Exercise: Transcribe the entries below exactly.
━━━━━━━━━━━━━━━━━━━━
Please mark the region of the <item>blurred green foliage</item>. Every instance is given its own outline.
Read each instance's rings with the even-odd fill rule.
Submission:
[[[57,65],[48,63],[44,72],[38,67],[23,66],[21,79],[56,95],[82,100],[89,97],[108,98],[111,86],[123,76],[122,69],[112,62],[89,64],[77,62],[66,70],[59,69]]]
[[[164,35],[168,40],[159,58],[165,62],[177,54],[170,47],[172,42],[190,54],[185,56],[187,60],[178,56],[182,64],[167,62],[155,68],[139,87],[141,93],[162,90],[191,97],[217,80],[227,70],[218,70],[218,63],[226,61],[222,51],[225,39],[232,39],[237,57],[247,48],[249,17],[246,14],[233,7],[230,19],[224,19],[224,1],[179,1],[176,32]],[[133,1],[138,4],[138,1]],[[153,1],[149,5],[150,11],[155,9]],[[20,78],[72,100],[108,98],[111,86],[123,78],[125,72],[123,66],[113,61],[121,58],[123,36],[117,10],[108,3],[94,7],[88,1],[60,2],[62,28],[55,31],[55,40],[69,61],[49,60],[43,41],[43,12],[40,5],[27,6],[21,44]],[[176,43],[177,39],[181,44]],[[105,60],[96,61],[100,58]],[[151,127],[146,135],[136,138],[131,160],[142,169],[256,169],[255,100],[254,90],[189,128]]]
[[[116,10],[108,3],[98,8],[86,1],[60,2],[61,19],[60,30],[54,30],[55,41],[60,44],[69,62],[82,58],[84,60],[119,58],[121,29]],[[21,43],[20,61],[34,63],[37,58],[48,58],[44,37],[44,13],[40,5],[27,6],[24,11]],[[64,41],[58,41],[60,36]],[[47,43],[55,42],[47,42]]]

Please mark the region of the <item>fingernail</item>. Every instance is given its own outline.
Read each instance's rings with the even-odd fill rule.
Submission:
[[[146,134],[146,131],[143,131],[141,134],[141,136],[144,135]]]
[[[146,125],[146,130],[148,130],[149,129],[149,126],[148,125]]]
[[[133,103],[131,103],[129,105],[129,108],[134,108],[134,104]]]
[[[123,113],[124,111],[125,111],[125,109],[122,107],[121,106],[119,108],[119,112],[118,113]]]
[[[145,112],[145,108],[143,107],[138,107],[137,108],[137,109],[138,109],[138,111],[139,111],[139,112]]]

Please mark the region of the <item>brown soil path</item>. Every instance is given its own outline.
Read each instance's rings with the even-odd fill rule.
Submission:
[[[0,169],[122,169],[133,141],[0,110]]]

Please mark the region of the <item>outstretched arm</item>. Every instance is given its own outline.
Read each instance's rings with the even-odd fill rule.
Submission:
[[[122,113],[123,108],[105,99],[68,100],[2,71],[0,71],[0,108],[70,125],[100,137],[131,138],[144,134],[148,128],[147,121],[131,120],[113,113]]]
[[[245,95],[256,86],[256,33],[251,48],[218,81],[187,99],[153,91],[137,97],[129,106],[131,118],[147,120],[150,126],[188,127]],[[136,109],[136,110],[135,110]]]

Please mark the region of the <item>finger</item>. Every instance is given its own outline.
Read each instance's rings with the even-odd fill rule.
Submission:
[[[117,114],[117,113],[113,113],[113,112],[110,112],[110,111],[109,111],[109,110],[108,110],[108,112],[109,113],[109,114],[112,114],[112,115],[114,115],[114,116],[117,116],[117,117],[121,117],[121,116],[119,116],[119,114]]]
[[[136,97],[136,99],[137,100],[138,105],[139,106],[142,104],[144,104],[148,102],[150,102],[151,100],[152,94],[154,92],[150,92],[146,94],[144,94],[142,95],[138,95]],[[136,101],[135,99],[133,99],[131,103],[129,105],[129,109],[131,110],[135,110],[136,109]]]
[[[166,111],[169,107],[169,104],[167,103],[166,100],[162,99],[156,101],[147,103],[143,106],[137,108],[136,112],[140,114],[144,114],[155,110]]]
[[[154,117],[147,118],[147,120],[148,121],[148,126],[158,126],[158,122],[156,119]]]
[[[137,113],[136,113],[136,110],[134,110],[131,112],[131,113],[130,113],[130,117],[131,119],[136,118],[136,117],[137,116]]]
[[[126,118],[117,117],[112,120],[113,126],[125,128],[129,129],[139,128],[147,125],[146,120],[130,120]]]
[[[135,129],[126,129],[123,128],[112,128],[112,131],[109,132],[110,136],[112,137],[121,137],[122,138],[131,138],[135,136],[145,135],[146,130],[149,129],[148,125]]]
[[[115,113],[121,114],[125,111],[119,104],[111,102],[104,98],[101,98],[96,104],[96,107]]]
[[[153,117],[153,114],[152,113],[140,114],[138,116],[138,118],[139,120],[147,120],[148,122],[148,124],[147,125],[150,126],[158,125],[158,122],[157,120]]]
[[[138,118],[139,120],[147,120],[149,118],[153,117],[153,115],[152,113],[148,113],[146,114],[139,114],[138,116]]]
━━━━━━━━━━━━━━━━━━━━
Result:
Please mark the region of the <item>blurred green foliage</item>. Every instance is given its own outline.
Read each instance's rings with the even-odd fill rule.
Submission:
[[[57,65],[48,63],[44,72],[38,67],[23,66],[21,79],[56,95],[82,100],[89,97],[108,98],[111,86],[123,76],[122,69],[112,62],[89,64],[77,62],[66,70],[59,69]]]
[[[164,35],[168,40],[159,58],[165,62],[177,54],[170,47],[172,42],[190,54],[185,56],[187,60],[178,56],[182,64],[167,62],[155,68],[139,87],[141,93],[162,90],[191,97],[217,80],[227,70],[218,70],[218,63],[226,61],[222,51],[225,39],[232,39],[237,57],[247,48],[249,17],[246,14],[233,7],[230,19],[224,19],[224,1],[179,1],[176,32]],[[133,1],[138,4],[138,1]],[[153,1],[149,5],[150,11],[155,9]],[[20,78],[72,100],[108,98],[111,86],[123,78],[125,72],[123,66],[113,61],[121,58],[123,36],[117,10],[108,3],[94,7],[88,1],[60,2],[62,28],[55,31],[55,40],[69,61],[49,60],[43,41],[43,12],[40,5],[27,6],[21,44]],[[176,43],[177,39],[181,44]],[[105,60],[96,61],[100,58]],[[151,127],[146,135],[136,138],[131,160],[142,169],[256,169],[255,100],[254,90],[189,128]]]
[[[116,10],[108,3],[98,8],[86,1],[60,2],[61,19],[60,30],[54,30],[55,41],[60,44],[69,62],[82,58],[84,60],[119,58],[121,29]],[[21,43],[20,61],[34,63],[37,58],[48,58],[44,37],[44,13],[40,5],[27,6],[24,11]],[[64,41],[58,41],[60,36]],[[47,43],[55,42],[47,42]]]

Please mark the region of the <item>fingernail</item>. Every instance is given its own outline.
Read each instance's rings with the even-odd fill rule.
Submission:
[[[146,134],[146,131],[143,131],[141,134],[141,136],[144,135]]]
[[[146,125],[146,130],[148,130],[149,129],[149,126],[148,125]]]
[[[133,103],[131,103],[129,105],[129,108],[134,108],[134,104]]]
[[[123,113],[124,111],[125,111],[125,109],[122,107],[121,106],[119,108],[119,112],[118,113]]]
[[[145,112],[145,108],[143,107],[138,107],[137,108],[137,109],[138,109],[138,111],[139,111],[139,112]]]

Please mark the region of the <item>brown soil path</item>. Every instance is given its own outline.
Read each instance's rings with the even-odd fill rule.
Submission:
[[[0,169],[122,169],[133,141],[0,110]]]

Please mark the region of the <item>outstretched arm</item>. Every instance is given its own outline.
Read each instance's rings with the even-odd fill rule.
Submission:
[[[122,113],[123,108],[105,99],[68,100],[2,71],[0,71],[0,108],[70,125],[100,137],[131,138],[144,134],[148,128],[147,121],[131,120],[113,113]]]
[[[245,95],[256,86],[256,33],[251,48],[218,81],[187,99],[153,91],[137,97],[129,106],[131,118],[147,120],[150,126],[188,127]],[[136,109],[136,110],[135,110]]]

Please mark the region of the <item>finger</item>. Every instance is given its own outline.
Read each instance's rings with the even-odd fill rule.
Submission:
[[[117,114],[117,113],[113,113],[113,112],[110,112],[110,111],[109,111],[109,110],[108,110],[108,112],[109,113],[109,114],[112,114],[112,115],[114,115],[114,116],[117,116],[117,117],[121,117],[121,116],[119,116],[119,114]]]
[[[136,97],[136,99],[137,100],[138,105],[139,106],[142,104],[144,104],[148,102],[150,102],[151,100],[152,94],[154,92],[150,92],[146,94],[144,94],[142,95],[138,95]],[[136,101],[135,99],[133,99],[131,103],[129,105],[129,109],[131,110],[135,110],[136,109]]]
[[[166,111],[169,107],[169,104],[167,103],[166,100],[162,99],[156,101],[147,103],[143,106],[137,108],[136,112],[140,114],[144,114],[155,110]]]
[[[154,117],[147,118],[147,120],[148,121],[148,126],[158,126],[158,122],[156,119]]]
[[[137,113],[136,113],[136,110],[134,110],[131,112],[131,113],[130,113],[130,117],[131,119],[136,118],[136,117],[137,116]]]
[[[126,118],[117,117],[112,120],[113,126],[125,128],[129,129],[139,128],[147,125],[146,120],[130,120]]]
[[[135,129],[126,129],[123,128],[112,128],[112,131],[109,132],[110,136],[112,137],[121,137],[122,138],[131,138],[135,136],[145,135],[146,130],[149,129],[148,125]]]
[[[115,113],[121,114],[125,111],[119,104],[111,102],[104,98],[101,98],[96,104],[96,107]]]
[[[153,117],[153,114],[152,113],[140,114],[138,116],[138,118],[139,120],[147,120],[148,122],[148,124],[147,125],[150,126],[158,125],[158,122],[157,120]]]
[[[138,118],[139,120],[147,120],[149,118],[153,117],[153,115],[152,113],[148,113],[146,114],[139,114],[138,116]]]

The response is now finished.